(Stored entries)

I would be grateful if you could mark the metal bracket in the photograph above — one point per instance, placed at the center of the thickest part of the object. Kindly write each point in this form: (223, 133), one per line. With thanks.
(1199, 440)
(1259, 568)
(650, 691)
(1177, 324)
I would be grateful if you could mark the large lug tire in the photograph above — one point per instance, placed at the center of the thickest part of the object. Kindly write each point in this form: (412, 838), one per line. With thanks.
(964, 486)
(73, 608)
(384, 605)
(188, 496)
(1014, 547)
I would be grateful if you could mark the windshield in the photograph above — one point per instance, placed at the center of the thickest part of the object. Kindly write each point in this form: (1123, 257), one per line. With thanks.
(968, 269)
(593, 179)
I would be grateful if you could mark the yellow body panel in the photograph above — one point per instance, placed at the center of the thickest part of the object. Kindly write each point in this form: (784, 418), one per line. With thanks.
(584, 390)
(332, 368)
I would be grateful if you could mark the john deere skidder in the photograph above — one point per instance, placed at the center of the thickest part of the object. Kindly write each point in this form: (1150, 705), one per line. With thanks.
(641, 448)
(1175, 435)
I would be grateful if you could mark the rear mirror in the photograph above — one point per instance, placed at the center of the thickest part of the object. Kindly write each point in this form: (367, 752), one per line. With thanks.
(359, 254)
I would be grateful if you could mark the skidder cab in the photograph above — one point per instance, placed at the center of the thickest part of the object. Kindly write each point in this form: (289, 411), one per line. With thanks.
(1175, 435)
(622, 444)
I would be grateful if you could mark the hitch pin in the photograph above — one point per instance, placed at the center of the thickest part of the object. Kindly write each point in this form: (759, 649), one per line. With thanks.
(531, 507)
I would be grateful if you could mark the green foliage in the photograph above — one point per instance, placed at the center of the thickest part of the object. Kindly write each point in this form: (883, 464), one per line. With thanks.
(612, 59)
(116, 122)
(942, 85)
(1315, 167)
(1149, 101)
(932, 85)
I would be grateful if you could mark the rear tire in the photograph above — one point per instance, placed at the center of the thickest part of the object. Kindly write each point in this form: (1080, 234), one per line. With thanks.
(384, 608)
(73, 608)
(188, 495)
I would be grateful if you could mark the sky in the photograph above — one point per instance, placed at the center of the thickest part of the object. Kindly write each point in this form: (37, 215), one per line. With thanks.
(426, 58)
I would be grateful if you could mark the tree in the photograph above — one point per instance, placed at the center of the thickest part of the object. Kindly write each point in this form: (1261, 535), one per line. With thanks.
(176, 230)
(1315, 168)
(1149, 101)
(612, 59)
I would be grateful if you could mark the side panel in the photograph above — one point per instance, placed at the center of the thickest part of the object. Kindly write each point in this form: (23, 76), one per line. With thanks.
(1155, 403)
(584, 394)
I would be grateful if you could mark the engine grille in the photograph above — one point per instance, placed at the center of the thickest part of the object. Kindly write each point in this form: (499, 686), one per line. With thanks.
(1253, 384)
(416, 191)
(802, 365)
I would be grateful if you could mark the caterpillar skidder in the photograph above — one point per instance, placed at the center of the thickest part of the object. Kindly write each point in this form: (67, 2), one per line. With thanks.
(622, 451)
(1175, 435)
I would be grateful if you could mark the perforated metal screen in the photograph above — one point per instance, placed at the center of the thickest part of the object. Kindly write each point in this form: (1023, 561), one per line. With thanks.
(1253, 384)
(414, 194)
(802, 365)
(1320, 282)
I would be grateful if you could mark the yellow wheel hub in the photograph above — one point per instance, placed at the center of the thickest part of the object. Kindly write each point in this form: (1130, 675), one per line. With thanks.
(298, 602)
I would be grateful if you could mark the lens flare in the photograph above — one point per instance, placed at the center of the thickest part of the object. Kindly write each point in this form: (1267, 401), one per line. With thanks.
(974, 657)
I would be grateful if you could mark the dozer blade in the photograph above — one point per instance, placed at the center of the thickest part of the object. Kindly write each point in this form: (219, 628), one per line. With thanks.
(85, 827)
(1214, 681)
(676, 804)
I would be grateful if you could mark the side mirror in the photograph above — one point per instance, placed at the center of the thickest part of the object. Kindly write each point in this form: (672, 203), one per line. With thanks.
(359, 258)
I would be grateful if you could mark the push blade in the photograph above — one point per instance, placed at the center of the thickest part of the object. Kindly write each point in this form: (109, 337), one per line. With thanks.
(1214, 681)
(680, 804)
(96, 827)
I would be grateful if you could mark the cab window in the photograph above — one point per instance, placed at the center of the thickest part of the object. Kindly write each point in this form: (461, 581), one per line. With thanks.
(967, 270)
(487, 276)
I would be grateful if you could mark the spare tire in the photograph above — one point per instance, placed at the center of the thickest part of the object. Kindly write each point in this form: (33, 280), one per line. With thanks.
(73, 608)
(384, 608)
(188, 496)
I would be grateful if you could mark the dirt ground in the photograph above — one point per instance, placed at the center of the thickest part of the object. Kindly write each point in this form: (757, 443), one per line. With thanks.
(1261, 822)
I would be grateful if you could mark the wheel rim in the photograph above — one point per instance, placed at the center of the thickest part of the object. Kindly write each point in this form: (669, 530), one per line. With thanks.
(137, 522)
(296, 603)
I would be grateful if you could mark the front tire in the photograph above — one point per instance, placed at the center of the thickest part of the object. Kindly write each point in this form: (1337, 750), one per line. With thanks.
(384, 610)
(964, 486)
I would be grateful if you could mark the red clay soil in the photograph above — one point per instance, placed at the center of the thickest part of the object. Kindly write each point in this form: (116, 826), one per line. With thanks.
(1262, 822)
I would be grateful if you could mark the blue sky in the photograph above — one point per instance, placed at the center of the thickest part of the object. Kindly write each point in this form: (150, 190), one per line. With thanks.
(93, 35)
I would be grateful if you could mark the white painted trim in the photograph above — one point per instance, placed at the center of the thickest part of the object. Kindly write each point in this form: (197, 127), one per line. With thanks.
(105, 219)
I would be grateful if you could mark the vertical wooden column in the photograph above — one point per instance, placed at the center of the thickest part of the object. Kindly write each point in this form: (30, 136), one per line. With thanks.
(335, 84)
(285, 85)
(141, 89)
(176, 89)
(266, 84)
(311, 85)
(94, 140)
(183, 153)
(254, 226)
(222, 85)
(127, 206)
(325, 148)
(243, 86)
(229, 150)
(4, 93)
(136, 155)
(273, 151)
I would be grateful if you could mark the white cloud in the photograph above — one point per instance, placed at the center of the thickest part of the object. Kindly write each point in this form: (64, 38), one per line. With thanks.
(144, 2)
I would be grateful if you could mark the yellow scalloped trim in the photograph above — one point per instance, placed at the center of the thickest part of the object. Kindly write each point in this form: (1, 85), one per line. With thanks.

◆ WHAT NEEDS TO BE DONE ◆
Starting at the line that contains "I would be grateful if you could mark the vertical", output each remaining line of the listing, the last line included, exactly as it appears.

◆ REPLY TO THE EXERCISE ◆
I would be grateful if you could mark the vertical wooden column in the photograph above — one point per instance, placed at the center of the thickest part of the object. Kindly write each point in this form: (30, 136), one per line. With thanks.
(335, 84)
(285, 85)
(141, 89)
(176, 89)
(266, 84)
(311, 85)
(94, 140)
(183, 153)
(254, 226)
(222, 85)
(127, 206)
(325, 148)
(243, 86)
(229, 150)
(4, 93)
(136, 155)
(273, 151)
I would be grateful if you could mark the white cloud in the photograph above — one point per instance, placed at the center of the thickest part of the object. Kindly write each point in this form: (64, 38), one per line. With thanks.
(144, 2)
I would be grateful if you could mark the yellow scalloped trim in the photograph above — one point per instance, placed at the center of the thickest part of the object. Kindly write each point in this form: (1, 85), one per line. With thanks.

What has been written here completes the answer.